[Extracted entries — start]
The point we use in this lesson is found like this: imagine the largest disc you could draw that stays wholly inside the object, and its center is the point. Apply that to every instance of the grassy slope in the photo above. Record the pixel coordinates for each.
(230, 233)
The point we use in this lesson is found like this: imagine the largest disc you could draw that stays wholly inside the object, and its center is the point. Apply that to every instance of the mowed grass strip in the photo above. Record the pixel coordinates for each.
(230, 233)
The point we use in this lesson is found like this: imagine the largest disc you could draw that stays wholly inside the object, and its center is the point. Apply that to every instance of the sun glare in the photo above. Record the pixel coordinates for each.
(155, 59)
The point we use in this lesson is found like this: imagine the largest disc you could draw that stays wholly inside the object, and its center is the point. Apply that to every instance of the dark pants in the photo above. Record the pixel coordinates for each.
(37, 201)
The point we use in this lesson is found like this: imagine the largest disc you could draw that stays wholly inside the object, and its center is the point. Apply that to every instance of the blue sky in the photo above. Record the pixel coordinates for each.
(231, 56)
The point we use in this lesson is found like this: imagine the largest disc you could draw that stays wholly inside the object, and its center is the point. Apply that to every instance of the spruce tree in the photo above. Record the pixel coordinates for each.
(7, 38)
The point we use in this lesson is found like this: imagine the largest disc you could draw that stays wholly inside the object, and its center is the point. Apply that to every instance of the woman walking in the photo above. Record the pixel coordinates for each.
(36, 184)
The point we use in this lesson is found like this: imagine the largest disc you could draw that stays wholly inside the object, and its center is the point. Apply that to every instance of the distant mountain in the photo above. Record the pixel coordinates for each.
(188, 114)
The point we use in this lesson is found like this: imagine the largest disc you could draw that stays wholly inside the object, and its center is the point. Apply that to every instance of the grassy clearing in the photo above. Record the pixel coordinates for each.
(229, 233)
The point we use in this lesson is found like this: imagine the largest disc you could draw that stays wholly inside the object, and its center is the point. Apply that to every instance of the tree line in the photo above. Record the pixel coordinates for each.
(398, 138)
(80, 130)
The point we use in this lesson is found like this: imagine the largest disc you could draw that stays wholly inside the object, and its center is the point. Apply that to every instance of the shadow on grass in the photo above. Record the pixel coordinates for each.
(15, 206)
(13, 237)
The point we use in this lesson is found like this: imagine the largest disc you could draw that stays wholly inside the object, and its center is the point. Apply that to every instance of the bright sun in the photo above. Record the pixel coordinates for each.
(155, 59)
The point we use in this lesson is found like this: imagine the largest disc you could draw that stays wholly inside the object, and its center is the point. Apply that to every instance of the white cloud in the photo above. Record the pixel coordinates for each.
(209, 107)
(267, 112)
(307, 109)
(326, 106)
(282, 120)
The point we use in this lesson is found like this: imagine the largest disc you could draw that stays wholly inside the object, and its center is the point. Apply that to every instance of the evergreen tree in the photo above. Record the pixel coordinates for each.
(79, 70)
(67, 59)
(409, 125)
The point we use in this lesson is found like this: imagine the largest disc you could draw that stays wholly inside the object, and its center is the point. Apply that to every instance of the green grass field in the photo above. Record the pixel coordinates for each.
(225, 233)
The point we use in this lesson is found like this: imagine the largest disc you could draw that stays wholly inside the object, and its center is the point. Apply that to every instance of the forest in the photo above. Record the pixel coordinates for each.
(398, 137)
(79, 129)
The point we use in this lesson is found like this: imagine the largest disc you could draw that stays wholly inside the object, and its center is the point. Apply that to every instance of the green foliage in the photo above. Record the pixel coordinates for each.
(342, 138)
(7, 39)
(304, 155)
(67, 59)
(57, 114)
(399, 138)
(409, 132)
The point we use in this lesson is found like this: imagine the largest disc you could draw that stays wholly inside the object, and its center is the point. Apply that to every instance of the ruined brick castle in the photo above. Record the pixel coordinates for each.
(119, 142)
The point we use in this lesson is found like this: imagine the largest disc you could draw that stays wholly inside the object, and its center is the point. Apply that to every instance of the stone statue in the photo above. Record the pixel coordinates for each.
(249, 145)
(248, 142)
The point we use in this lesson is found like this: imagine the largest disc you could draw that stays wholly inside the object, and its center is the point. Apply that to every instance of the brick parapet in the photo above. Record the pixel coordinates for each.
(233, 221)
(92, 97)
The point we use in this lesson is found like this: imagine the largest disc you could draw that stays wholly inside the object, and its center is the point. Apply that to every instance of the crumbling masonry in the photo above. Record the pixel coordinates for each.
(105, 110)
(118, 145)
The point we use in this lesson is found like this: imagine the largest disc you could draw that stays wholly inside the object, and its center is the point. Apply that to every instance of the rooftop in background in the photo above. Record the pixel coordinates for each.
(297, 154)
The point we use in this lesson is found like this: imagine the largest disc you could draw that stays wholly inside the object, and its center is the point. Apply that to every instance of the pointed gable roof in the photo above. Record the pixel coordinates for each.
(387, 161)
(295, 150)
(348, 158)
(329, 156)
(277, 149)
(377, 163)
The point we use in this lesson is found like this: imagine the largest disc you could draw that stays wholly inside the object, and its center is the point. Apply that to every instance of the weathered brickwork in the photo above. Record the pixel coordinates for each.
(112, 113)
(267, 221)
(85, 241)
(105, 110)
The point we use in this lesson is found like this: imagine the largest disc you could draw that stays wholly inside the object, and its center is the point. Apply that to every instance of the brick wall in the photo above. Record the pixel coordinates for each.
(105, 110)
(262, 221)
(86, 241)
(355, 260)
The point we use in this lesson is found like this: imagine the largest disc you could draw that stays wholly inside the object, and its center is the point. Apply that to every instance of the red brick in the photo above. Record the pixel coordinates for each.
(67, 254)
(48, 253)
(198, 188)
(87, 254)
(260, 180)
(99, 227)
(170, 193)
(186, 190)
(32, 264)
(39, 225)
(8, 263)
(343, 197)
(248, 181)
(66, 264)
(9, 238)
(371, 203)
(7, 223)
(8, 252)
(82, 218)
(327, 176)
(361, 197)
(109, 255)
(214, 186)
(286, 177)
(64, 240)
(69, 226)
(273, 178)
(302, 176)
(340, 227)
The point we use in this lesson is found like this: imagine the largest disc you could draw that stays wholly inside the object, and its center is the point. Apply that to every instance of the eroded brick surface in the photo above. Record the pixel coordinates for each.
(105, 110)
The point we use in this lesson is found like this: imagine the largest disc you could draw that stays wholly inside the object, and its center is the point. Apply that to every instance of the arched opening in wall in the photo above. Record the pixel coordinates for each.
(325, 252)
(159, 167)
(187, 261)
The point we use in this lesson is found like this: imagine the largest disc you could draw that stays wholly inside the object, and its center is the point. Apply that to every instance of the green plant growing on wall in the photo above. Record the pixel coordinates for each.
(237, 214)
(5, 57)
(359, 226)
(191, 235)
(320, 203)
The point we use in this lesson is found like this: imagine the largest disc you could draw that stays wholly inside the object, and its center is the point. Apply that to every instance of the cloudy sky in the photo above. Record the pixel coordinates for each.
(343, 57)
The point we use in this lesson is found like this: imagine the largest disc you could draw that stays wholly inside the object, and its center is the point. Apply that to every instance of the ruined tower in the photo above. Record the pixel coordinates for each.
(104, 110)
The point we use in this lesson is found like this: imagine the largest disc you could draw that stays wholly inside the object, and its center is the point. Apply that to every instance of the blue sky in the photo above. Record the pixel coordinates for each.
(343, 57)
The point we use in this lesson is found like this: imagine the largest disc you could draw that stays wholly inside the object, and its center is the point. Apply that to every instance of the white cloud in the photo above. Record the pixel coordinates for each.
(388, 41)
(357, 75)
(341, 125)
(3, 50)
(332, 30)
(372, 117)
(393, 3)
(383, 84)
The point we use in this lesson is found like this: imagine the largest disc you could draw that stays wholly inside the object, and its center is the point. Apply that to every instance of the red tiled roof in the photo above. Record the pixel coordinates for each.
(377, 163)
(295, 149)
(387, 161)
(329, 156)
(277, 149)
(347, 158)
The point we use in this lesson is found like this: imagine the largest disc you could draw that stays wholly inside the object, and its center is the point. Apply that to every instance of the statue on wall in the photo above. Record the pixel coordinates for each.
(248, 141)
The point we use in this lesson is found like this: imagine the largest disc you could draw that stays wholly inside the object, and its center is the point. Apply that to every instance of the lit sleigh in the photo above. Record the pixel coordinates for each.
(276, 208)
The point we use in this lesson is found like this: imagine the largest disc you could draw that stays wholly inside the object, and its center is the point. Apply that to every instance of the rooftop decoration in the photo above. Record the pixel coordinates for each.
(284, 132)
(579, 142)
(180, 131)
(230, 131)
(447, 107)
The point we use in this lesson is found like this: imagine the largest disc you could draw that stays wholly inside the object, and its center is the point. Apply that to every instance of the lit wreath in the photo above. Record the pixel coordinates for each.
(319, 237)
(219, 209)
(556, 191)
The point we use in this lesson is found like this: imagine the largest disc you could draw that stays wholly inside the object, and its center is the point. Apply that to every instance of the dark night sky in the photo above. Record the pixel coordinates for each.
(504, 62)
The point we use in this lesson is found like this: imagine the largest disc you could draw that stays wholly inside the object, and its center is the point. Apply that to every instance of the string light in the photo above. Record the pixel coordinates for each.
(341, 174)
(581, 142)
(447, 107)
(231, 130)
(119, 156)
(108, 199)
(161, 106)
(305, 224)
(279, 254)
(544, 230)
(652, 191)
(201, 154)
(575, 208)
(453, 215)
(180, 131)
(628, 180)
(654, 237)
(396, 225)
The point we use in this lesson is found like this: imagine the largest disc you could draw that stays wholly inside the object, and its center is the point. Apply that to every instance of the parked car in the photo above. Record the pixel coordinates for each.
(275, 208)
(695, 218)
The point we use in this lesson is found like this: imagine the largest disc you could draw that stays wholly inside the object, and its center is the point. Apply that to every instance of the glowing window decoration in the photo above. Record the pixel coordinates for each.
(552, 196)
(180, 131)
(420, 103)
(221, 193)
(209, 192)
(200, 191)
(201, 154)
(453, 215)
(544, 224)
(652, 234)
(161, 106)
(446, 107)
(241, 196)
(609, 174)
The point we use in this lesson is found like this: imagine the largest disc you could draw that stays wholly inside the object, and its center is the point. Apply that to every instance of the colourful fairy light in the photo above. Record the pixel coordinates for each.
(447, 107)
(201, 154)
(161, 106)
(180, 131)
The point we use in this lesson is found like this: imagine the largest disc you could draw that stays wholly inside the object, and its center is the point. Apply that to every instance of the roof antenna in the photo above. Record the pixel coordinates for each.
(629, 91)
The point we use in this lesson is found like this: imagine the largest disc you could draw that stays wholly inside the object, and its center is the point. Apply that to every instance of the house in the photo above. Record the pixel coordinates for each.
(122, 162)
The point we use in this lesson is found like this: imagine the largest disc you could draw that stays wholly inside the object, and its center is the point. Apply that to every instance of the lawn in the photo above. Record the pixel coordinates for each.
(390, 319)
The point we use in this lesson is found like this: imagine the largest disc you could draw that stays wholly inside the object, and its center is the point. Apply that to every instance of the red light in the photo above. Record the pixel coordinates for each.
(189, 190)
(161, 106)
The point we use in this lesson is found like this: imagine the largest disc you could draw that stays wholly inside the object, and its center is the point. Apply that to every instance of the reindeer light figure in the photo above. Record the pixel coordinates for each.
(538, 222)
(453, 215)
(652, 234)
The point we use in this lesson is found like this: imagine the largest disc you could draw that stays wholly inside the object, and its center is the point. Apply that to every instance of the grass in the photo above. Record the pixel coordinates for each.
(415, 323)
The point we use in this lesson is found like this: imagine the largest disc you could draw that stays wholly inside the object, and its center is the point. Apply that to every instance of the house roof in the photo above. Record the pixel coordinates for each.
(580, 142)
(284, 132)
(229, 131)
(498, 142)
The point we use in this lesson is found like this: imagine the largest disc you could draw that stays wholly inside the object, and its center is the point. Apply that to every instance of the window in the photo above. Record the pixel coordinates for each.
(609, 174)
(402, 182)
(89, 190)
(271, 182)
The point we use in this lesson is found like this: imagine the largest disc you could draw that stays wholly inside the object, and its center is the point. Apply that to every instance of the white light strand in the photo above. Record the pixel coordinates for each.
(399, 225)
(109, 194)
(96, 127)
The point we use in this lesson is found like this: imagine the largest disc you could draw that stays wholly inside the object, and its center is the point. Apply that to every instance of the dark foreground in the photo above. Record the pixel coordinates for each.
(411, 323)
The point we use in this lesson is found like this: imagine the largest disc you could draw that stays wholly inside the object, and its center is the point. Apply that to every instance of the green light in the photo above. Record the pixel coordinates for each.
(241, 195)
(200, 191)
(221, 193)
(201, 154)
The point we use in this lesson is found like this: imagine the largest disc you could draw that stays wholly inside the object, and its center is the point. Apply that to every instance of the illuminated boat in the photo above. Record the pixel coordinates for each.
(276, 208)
[Extracted entries — finish]
=== Task instructions ===
Write the "of the illuminated" line and all later lines exactly. Stop at the end of the data.

=== The completed task ===
The point we use in this lesson is found like this: imagine the largest disc you could draw that stays wholly inside the object, and its center is the point. Apply that to every instance of the illuminated boat in the photo above. Record the pixel coordinates for each.
(276, 208)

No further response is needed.